◆ **Task data**
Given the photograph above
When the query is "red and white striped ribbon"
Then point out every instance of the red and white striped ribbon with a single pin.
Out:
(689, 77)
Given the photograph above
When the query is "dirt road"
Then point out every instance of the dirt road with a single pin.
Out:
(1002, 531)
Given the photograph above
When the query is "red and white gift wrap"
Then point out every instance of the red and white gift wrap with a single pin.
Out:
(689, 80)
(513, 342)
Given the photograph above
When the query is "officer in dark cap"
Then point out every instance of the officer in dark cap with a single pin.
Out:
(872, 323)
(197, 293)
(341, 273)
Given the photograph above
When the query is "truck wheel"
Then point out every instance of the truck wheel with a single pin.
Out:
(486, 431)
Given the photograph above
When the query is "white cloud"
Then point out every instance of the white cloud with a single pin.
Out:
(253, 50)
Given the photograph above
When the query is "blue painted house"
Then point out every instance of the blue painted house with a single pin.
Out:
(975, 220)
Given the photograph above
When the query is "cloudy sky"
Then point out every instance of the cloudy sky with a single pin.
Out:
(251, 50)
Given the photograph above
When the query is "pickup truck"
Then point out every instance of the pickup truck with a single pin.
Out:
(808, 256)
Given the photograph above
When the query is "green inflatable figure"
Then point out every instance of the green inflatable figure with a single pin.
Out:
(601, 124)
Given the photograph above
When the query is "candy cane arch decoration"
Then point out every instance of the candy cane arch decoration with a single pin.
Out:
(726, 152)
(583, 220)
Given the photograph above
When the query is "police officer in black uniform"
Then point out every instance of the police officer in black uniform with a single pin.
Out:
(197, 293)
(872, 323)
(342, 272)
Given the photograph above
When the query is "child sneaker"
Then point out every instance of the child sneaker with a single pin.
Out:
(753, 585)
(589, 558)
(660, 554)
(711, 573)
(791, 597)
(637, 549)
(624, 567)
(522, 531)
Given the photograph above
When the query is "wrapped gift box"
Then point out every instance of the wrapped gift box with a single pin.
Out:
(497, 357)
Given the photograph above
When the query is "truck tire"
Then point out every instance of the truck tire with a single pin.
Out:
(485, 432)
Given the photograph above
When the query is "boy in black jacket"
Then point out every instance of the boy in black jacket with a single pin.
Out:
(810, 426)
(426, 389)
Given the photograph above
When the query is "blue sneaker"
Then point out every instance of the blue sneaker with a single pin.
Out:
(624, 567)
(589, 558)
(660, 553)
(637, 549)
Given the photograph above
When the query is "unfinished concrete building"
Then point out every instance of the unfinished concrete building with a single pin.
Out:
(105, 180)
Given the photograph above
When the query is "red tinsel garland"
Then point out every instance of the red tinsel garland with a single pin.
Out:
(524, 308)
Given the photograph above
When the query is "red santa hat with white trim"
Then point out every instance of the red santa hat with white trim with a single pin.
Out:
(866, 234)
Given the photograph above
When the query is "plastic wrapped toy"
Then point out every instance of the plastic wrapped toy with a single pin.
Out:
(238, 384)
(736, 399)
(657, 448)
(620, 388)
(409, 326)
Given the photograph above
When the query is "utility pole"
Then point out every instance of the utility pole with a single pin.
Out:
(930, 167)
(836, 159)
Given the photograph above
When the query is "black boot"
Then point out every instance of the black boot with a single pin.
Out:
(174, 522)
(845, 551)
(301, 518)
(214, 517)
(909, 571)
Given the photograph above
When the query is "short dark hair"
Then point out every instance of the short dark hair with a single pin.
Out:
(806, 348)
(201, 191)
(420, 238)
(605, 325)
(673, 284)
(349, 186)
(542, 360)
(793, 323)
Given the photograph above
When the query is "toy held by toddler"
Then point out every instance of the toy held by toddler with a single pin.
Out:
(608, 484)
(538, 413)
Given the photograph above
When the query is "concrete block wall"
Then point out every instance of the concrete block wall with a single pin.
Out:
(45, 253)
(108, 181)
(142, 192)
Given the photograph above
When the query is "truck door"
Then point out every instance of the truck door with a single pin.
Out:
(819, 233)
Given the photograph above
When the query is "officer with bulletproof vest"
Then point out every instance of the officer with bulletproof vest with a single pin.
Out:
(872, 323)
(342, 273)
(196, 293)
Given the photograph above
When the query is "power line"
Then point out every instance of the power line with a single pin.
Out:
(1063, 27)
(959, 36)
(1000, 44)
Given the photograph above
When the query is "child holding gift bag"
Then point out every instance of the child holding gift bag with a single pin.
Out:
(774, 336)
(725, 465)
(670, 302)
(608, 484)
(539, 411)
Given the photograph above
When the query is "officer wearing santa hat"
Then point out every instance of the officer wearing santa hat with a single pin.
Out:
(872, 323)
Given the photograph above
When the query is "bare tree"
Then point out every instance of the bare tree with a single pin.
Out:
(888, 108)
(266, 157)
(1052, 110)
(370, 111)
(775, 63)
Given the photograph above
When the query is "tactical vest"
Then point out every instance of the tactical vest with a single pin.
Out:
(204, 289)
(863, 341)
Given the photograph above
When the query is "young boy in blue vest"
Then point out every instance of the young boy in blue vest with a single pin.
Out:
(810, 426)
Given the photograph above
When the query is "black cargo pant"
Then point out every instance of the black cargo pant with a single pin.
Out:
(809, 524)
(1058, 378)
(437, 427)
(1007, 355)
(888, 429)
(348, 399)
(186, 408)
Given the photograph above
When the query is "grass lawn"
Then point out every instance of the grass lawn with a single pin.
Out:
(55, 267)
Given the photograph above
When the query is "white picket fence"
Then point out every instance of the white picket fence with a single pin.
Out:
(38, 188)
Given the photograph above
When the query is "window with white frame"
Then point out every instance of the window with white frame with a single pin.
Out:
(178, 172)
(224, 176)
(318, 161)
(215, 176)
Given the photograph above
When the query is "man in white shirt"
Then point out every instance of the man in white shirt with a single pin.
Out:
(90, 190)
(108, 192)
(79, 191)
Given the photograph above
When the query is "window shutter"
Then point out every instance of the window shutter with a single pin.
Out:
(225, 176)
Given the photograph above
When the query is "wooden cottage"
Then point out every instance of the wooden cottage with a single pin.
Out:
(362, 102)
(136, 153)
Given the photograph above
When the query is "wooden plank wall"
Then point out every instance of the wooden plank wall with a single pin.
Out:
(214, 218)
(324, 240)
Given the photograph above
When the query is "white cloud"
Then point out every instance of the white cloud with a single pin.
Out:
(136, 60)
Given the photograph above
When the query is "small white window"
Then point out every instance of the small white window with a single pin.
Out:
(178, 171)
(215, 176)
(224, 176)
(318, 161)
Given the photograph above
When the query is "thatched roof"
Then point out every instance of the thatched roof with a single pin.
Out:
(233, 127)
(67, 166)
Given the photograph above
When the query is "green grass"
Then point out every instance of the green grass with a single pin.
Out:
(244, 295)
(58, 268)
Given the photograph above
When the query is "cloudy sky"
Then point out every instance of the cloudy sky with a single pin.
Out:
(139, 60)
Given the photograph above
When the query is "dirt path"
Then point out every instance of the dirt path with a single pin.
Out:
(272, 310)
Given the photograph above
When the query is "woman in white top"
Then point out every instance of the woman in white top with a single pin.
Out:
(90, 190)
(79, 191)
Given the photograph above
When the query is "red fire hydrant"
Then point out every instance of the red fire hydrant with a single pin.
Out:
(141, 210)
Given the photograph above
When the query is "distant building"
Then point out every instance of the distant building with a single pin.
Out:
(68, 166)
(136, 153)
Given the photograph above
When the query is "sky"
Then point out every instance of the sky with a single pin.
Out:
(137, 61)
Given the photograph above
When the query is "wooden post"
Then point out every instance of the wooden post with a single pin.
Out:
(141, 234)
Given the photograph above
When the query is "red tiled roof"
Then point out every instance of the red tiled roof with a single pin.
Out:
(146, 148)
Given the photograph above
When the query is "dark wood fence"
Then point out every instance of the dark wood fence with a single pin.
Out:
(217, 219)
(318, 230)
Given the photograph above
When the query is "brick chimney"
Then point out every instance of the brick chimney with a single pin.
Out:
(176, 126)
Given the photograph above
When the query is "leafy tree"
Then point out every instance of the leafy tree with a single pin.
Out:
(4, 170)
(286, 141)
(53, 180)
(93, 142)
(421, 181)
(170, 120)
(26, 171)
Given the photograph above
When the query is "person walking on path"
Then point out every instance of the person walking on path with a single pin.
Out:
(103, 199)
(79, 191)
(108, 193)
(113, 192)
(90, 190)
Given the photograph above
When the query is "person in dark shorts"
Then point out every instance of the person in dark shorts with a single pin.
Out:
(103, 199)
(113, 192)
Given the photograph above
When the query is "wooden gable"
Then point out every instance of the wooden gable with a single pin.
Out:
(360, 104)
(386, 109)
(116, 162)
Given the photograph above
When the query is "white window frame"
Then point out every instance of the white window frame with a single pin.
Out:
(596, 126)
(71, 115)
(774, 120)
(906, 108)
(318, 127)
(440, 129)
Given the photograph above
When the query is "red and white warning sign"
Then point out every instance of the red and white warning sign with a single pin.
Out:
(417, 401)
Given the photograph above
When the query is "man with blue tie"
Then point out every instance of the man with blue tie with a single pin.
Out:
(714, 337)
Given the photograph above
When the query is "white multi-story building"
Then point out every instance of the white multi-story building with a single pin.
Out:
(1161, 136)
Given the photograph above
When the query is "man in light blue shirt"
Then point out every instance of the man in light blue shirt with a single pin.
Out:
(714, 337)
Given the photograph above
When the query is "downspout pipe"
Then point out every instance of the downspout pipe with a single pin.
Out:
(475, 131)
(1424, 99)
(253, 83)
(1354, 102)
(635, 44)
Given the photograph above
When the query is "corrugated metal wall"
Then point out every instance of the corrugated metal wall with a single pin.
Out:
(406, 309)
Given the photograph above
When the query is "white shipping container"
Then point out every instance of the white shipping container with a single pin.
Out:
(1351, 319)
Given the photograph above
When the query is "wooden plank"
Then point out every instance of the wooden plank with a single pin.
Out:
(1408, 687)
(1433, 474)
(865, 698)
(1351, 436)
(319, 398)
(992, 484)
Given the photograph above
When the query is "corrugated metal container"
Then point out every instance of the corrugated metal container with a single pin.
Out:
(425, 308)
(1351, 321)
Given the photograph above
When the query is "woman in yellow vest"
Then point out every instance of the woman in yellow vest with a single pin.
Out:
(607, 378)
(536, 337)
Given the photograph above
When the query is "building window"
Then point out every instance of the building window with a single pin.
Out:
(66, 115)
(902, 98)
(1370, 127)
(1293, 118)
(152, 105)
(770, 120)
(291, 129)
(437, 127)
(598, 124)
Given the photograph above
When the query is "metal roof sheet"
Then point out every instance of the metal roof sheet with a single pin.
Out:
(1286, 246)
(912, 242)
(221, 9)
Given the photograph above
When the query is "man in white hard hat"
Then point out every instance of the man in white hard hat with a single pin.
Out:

◆ **Stated exercise**
Pull out each line of the entries above that contains the string "fence", treating uppercase and lowercase letters as different.

◆ **Written response**
When the query is "white picket fence"
Then point out every instance of the white picket fence with a single pin.
When the query is "dark wood fence"
Then point out every instance of the dark wood fence with a single pin.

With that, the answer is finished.